**Work to do**
Print the material below verbatim, preserving every line without alteration.

**Records provided**
+--
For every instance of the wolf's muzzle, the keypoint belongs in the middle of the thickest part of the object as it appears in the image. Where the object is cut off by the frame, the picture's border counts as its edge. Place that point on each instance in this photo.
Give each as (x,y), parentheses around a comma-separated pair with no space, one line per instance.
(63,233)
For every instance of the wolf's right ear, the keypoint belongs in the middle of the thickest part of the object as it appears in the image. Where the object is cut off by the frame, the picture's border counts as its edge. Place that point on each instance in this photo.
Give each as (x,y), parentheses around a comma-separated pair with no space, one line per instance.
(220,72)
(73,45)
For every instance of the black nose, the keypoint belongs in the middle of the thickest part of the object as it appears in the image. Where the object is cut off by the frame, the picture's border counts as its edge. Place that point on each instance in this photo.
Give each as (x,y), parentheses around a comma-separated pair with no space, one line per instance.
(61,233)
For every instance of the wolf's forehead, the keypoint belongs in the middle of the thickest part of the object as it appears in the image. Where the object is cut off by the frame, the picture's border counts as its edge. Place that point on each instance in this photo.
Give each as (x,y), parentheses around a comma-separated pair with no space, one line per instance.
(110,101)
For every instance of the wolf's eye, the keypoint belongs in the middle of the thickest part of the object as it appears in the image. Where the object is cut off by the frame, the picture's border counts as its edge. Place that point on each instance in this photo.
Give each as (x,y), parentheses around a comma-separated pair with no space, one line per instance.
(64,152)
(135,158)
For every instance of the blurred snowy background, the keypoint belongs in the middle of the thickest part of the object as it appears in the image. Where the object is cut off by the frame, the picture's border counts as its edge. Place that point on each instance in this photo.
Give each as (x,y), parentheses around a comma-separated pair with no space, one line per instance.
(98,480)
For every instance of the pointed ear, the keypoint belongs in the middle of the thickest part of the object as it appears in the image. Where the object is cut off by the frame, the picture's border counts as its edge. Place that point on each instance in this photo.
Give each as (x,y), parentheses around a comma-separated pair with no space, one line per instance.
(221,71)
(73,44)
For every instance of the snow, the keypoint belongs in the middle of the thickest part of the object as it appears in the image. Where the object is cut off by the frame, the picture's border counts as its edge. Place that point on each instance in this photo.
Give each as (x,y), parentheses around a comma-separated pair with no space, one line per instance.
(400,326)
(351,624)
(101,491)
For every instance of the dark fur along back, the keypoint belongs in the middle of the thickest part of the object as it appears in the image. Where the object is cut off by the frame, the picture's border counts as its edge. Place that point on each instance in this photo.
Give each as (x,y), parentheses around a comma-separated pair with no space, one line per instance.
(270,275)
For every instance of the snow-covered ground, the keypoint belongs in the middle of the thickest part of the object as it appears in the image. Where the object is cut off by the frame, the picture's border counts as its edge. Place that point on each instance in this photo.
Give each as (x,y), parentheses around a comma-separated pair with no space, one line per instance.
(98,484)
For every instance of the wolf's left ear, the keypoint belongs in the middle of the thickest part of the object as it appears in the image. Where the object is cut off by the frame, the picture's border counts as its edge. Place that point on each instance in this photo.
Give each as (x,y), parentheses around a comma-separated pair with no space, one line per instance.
+--
**Result of the exercise**
For every instance of the wolf's muzzle, the keypoint belongs in the middle of the thickest part of the object as it appears in the image. Where the object is cut off by the frame, the picture's border counts as its edge. Place that point on each instance in this photo.
Give each as (x,y), parentheses around a comma-separated pair with no space, one line per instance.
(63,233)
For every instance of the wolf's right ear, the keypoint belongs in the middle of the thickest part of the object as it appears in the image. Where the object is cut off by the frame, the picture's border counts as its edge. Place that point on each instance in this photo.
Give each as (x,y), parentheses around a comma-separated pair with no space, one line per instance.
(220,72)
(73,45)
For every instance of the black nose, the keypoint belongs in the middle of the thickest part of the object as it appears in the image. Where the object is cut off by the frame, the picture's border counts as its edge. Place that point on each instance in this photo.
Give each as (x,y), parentheses around a comma-separated pair with no space, one line per instance.
(61,233)
For every instance of the wolf's forehead, the keypoint belongs in the middle of the thickest part of the object as it appears in the image. Where the object is cut off by the frame, the picture's border counts as its edge. Place that point on each instance in this photo.
Give each as (x,y), parentheses around a comma-separated pair with no space, one line per instance.
(110,101)
For every instance of the wolf's eye, the keypoint belongs in the middle of the thickest part of the object as it appears in the image. Where the object is cut off by the frame, the picture's border counts as its edge. Place that point on each instance in this photo.
Give each as (x,y), parentheses around a comma-separated pair with no space, one line per instance.
(64,152)
(135,158)
For every instance of the blurred snowy background, the keypoint belongs in the middle of the thickest part of the object as it appears in the image. Where the object is cut off by the frame, the picture's border counts as its edge. Place that point on each instance in this photo.
Give each as (x,y), parentheses around a comma-separated pair with no space, one line per instance.
(98,480)
For every instance of the pointed ear, the keypoint belongs in the middle of the thickest part of the object as it appears in the image. Where the object is cut off by the frame, the picture's border counts as its edge. Place that point on each instance in this photo.
Give each as (x,y), parentheses around a comma-separated pair with no space, one line per instance.
(221,71)
(73,44)
For every instance of the snow, the keypoint belongs in the middle of the thickest part of the object as it appears in the image. Where the object is cut off by the frame, the picture's border counts as its edge. Place that point on each instance in this photo.
Give each as (x,y), parentheses around a comma-separated pair with no space, one line per instance.
(400,326)
(351,624)
(101,491)
For every instance of the dark fur along back, the keypoint belongs in the middle of the thickest part of the object as it appears in the image. Where the object is cut off by the frame, the picture's border counts as its edge. Place that point on each instance in this photo.
Give each as (x,y), parentheses around a comma-separated pair with no space, one line per instance.
(270,275)
For every instance of the snow-covered ground, the keypoint belongs in the middle of the thickest part of the object as it appears in the image. Where the object is cut off by the frame, the picture's border counts as its edge. Place that point on each instance in this photo.
Give each as (x,y), parentheses around a comma-separated pair with no space, one line per instance.
(98,484)
For every instance of the wolf's left ear, the keypoint belongs in the middle of the thickest part of the object as it appears in the image. Where the object is cut off by the frame, the picture's border counts as its edge. Place that point on each instance in this photo.
Give each as (x,y), parentheses around a comma-separated pair with no space, one line per instance.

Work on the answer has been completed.